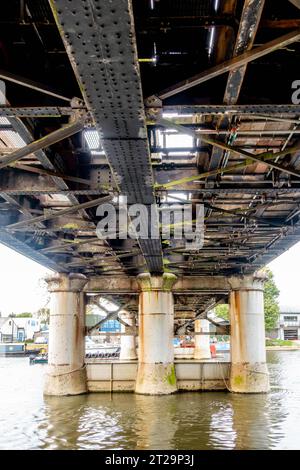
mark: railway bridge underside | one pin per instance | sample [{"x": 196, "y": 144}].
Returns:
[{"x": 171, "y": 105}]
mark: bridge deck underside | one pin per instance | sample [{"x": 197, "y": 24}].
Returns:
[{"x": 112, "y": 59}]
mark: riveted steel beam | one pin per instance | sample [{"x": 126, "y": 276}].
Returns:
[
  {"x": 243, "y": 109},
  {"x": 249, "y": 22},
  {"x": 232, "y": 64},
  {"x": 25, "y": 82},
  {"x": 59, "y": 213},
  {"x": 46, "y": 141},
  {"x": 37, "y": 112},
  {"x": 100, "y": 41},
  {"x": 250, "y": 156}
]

...

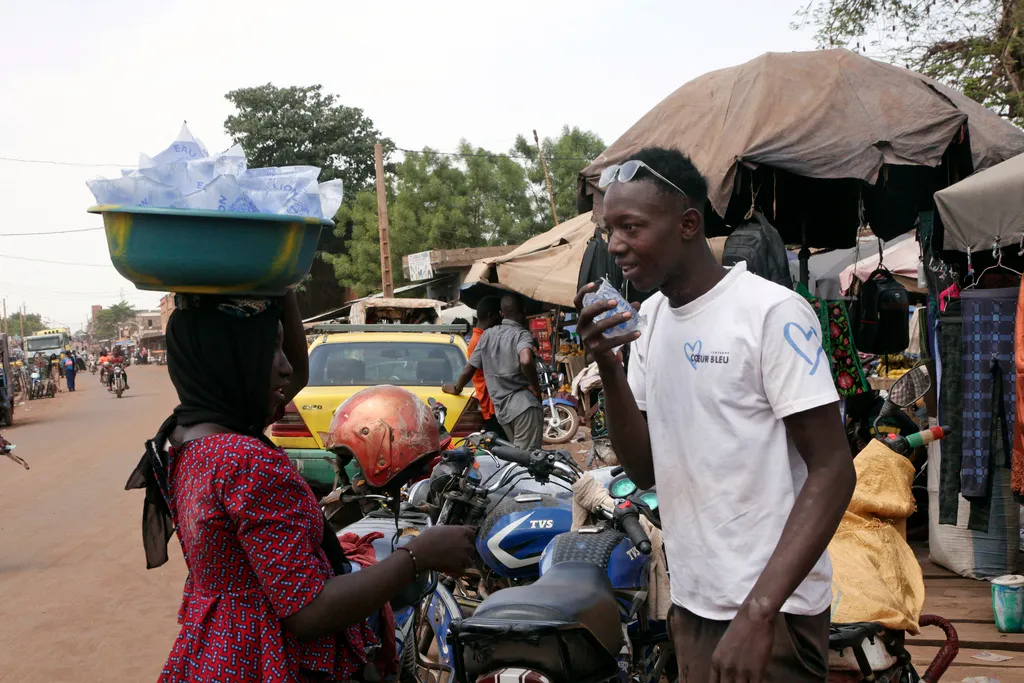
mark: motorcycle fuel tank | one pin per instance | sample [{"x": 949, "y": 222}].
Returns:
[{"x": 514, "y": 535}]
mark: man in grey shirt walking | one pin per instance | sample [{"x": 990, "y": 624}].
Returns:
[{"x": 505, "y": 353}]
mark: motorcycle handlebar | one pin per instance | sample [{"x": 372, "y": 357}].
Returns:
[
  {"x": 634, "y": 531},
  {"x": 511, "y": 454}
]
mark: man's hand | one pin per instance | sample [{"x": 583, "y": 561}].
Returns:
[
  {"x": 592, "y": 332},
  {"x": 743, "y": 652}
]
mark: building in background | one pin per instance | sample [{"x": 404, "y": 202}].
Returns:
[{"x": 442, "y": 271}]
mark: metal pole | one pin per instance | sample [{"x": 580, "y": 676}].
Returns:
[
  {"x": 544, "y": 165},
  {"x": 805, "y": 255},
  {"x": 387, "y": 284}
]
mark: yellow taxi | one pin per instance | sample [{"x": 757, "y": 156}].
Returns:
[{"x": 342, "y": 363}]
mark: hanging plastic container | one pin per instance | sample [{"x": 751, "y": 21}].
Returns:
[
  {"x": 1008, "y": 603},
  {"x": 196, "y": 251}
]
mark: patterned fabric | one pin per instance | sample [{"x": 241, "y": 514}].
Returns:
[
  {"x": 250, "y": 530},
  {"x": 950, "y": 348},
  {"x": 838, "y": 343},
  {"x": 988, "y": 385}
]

...

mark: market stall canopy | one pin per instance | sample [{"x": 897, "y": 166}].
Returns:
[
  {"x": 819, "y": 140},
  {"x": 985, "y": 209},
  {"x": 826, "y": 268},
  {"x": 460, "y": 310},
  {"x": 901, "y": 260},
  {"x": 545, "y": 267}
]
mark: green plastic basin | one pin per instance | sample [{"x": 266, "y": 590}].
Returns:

What you have to do:
Which lines of the records above contain the word "bridge"? Pick out each one and copy it in full.

Exercise solution:
mark: railway bridge underside | one pin per instance | sample [{"x": 196, "y": 144}].
mark: bridge deck underside | one pin per instance | sample [{"x": 197, "y": 24}].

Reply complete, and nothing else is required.